- _REQUEST 1_
In the passage on industrial revolutions, how many machine tools did mass production of the Ford Model T use?

Mass production ensued. For example, according to [5] mass production of the Ford Model T used 32,000 machine tools. This was possible only because electricity became the dominant energy source, and it provided the flexibility to move machines in the factory to optimize the workflow. This increased flexibility and physical automation also allowed owners to operate their factories with an increasingly lower-skilled, labor force. In fact, and not surprisingly, their skill levels declined relative to the craftsman of the First Industrial Revolution. The former, highly skilled, human manufactures were becoming, largely, human controllers of the automated machines. But again, as we articulated earlier, all cognitive tasks were still performed by humans.

Clearly, at the end of the Second Industrial Revolution, physical automation was advancing rapidly and widely across the entire global economy. Technologies to automate, mechanical processes (electrified machines) were popping up everywhere across a wide spectrum of manufacturing and other domains. Moreover, new, electricity-based, communication technologies, including the telegraph, the telephone, and the radio, were becoming widely available. These technologies could create an analog representation of information and transmit that representation over long, wired, distances.

The third industrial revolution

By the end of the Second Industrial Revolution, and for the first time, the results of cognitive processes, manufacturing information, could be communicated automatically across ever increasing distances [6]. Domestic supply chains appeared and flourish. As international, wired communication became possible and reliable, foreign suppliers became members of those supply chains. However, the cognitive processes, wherever they were performed, needed to 1) create that information on one end of the wire and 2) analyze/ understand that information on the other end were still performed only by humans. Automating those cognitive processes would have to wait until the next revolution.

- _REQUEST 2_
Count the lines of the records that contain the string "shorts", treating case as significant, and give only the number.

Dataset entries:
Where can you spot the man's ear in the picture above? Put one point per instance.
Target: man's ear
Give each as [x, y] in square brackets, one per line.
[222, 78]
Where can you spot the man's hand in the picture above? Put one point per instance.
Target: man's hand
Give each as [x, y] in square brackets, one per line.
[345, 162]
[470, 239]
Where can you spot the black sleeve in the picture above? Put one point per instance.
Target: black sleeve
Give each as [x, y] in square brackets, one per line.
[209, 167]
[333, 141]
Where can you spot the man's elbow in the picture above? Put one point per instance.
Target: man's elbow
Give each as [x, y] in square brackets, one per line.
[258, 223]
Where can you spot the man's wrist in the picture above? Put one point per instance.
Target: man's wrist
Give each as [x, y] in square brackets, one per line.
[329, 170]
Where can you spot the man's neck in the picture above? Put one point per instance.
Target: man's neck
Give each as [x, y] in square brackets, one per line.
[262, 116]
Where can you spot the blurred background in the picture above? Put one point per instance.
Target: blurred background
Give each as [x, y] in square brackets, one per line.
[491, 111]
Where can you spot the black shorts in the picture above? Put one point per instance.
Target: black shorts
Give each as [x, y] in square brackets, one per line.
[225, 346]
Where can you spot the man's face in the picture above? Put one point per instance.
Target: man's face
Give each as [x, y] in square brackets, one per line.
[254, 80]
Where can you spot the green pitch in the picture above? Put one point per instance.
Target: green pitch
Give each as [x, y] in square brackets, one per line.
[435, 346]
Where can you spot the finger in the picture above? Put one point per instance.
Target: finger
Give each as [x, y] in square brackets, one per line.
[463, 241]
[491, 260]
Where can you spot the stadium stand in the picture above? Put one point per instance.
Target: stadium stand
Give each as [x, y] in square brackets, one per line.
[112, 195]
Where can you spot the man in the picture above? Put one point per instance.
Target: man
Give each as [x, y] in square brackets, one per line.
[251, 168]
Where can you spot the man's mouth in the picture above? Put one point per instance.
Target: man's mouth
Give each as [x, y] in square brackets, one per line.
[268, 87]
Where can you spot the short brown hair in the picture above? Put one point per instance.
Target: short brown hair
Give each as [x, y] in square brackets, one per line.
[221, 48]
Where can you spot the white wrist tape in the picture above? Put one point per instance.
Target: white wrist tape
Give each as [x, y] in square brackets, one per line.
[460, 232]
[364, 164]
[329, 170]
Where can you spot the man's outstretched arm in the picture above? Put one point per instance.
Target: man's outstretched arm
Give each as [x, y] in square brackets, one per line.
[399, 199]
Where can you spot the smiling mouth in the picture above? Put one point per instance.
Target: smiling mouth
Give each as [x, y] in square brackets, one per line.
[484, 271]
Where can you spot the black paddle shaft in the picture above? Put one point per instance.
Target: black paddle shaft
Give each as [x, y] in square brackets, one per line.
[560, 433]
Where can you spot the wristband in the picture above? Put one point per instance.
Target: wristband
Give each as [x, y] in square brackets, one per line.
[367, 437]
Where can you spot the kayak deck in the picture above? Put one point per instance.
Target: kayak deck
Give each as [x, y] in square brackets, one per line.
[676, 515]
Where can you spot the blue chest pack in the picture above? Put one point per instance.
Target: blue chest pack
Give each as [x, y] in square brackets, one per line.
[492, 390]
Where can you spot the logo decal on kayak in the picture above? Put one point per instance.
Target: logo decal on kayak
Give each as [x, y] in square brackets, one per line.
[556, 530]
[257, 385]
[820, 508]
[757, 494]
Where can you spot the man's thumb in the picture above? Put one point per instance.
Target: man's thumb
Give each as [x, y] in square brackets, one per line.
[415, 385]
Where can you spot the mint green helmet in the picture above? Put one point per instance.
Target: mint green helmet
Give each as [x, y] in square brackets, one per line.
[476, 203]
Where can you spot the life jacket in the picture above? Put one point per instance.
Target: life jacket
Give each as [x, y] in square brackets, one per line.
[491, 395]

- _RESULT 1_
32,000 machine tools.

- _RESULT 2_
2